Extracted data>

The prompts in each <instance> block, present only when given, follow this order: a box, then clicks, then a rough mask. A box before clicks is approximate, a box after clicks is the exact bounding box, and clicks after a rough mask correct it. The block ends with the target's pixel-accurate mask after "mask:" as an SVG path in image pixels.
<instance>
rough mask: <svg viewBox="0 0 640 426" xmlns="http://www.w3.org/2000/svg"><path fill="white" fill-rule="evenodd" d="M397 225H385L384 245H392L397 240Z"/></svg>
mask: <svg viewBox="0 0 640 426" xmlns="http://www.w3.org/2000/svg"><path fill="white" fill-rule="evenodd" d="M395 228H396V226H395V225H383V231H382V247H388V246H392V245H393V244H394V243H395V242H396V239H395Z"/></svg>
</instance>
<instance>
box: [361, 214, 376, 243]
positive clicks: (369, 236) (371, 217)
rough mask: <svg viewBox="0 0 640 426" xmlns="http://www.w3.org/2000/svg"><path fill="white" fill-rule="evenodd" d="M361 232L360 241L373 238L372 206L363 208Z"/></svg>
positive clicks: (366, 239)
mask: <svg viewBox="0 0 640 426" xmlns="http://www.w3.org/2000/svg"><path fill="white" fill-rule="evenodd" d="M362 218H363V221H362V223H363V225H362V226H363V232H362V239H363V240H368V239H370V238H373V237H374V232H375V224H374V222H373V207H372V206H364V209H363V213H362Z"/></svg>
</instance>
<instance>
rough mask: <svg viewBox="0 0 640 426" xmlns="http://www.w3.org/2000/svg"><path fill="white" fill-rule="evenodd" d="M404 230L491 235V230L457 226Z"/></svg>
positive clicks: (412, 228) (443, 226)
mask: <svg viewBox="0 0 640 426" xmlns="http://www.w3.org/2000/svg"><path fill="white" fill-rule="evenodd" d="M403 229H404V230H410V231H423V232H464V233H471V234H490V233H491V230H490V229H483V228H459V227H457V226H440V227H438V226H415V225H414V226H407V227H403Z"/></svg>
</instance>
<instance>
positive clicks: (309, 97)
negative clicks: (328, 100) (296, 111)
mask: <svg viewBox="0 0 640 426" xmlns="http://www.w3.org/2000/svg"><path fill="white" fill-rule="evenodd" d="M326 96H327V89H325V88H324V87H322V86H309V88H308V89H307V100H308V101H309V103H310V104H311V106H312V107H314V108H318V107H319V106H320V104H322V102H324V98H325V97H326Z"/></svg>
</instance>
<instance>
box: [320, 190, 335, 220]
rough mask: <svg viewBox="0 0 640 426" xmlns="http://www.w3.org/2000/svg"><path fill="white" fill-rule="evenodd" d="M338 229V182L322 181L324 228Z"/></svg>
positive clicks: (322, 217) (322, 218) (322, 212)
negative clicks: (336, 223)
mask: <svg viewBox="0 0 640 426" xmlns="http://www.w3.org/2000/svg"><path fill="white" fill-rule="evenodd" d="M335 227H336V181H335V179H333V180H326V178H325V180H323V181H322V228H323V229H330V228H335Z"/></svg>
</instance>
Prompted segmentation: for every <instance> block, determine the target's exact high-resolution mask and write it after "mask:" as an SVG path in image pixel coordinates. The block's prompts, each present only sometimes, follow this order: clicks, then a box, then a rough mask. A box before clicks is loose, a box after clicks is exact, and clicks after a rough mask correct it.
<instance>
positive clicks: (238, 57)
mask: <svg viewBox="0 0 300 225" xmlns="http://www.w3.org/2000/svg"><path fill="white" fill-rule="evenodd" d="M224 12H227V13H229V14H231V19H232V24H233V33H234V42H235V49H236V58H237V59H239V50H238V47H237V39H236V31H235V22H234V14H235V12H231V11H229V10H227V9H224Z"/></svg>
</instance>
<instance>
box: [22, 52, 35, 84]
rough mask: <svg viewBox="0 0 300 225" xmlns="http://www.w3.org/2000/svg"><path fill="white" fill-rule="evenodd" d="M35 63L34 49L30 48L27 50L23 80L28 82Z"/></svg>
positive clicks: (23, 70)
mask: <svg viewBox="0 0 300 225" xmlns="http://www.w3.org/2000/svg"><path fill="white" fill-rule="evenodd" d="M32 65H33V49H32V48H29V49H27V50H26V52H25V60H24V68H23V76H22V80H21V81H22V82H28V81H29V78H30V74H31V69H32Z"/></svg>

Task objective>
Find "box: [22, 52, 35, 84]" in the records above. Repeat its line and every later line exactly, through the last one.

Answer space>
box: [22, 52, 35, 84]
rough mask: <svg viewBox="0 0 300 225" xmlns="http://www.w3.org/2000/svg"><path fill="white" fill-rule="evenodd" d="M35 63L34 49L30 48L27 50L23 80L28 82Z"/></svg>
positive clicks: (23, 70)
mask: <svg viewBox="0 0 300 225" xmlns="http://www.w3.org/2000/svg"><path fill="white" fill-rule="evenodd" d="M32 65H33V49H32V48H29V49H27V50H26V52H25V60H24V68H23V76H22V80H21V81H22V82H28V81H29V78H30V74H31V69H32Z"/></svg>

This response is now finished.